Edit all the records below so that each occurrence of "thickest part" becomes "widest part", with every other character left as it is.

> **Saved entries**:
• • •
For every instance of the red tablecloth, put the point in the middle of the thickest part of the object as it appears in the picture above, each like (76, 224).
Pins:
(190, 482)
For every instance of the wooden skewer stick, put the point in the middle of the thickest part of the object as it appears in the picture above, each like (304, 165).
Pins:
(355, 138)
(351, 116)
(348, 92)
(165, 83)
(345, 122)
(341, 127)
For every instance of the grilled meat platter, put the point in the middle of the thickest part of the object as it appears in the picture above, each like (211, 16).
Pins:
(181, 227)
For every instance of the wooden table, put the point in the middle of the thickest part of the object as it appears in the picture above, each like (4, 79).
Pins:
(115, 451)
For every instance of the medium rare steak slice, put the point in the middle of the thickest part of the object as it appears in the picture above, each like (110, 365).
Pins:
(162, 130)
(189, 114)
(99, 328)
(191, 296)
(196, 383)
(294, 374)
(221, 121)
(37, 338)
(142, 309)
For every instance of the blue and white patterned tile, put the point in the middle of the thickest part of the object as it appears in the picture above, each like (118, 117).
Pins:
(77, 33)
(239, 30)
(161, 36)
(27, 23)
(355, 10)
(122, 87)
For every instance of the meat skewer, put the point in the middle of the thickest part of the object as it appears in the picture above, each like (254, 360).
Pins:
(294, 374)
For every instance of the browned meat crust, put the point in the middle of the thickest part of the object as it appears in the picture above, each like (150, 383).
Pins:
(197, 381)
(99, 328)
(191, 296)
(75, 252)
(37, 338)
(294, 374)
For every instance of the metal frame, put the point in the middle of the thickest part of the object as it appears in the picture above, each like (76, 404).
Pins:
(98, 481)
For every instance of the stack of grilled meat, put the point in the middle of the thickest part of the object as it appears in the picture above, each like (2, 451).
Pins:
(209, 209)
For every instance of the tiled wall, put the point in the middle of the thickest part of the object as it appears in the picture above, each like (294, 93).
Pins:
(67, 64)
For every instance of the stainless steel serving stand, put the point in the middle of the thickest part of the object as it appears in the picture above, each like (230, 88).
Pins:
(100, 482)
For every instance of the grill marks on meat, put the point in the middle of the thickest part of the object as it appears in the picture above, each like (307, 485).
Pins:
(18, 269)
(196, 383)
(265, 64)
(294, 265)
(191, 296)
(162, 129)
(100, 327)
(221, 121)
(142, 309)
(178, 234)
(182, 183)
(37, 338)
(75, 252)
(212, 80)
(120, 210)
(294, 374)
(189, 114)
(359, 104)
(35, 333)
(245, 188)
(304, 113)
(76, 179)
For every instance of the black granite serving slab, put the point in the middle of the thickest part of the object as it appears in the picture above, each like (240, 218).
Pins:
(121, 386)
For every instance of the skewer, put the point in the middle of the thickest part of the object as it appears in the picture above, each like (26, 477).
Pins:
• • •
> **Output below**:
For every instance of the red tablecloth, put the point in the middle of the widest part of the object as it appears in the picture above, each like (76, 224).
Pins:
(190, 482)
For every instance of the wooden skewer stick, put the point in the middle of the widest part of the object as it appears in the picture above, each like (304, 165).
Pins:
(355, 138)
(351, 116)
(348, 92)
(165, 83)
(345, 122)
(341, 127)
For every instance of the grilled meat platter, put the point in the middle of the widest part of the object as it appears in the picture above, each like (211, 16).
Pins:
(181, 227)
For every instance of the wooden table, put the point in the middle of the widest part of the object as it appears in the picture above, each like (4, 79).
Pins:
(115, 451)
For every instance of the medium rare steak slice, put the point in the middle of the widest part of the object as it appears in the picture above, each like (110, 365).
Pins:
(162, 130)
(189, 114)
(99, 328)
(191, 296)
(196, 383)
(294, 374)
(221, 121)
(37, 338)
(142, 309)
For every instance of the blue and white patterned tile, put the point in the middle of the widest part of the object as it appears in the picture above, each like (118, 117).
Pins:
(77, 33)
(239, 30)
(161, 36)
(27, 23)
(355, 10)
(122, 87)
For every instance of the meat skewer, put the point in the middle of the widest part of the object as it appears in the picture above, each like (254, 360).
Pins:
(294, 374)
For every instance of the browned meat crust, put the point in the middle of the widest part of the object as it appears in the picture above, each like (150, 383).
Pins:
(197, 381)
(99, 328)
(191, 296)
(75, 252)
(37, 338)
(294, 374)
For every instance of the metal frame, put the point in the middle of the widest part of the object as it appears in the picture above, each like (76, 404).
Pins:
(98, 481)
For every instance of the stack of grilled meat, put the point in the middle of the widest part of the object as it appears in the picture above, each like (2, 451).
Pins:
(209, 209)
For every instance of the tiled wall, put the point in the middle of the widest part of the object as it appears in the picture above, each like (294, 93).
Pins:
(67, 64)
For every instance of the stainless steel serving stand, put the point in the middle of the widest part of the object as it appears in the picture above, each like (230, 88).
Pins:
(100, 482)
For every instance of the grill marks on meat, put the point in the middle of the widest part of the object as it appears in the picture above, each like (307, 485).
Pins:
(18, 269)
(196, 383)
(265, 64)
(294, 265)
(191, 296)
(162, 129)
(100, 327)
(221, 121)
(142, 309)
(178, 234)
(182, 183)
(37, 338)
(75, 252)
(212, 80)
(120, 210)
(294, 374)
(189, 114)
(359, 104)
(35, 333)
(245, 188)
(304, 113)
(76, 179)
For every instance of the black granite serving slab, put the point in the middle of the widest part of the object as it appears in the picture above, each like (240, 218).
Pins:
(121, 386)
For every instance of the skewer, put the point in the middle of the widest part of the object as it appears in the picture above, each like (26, 477).
Pins:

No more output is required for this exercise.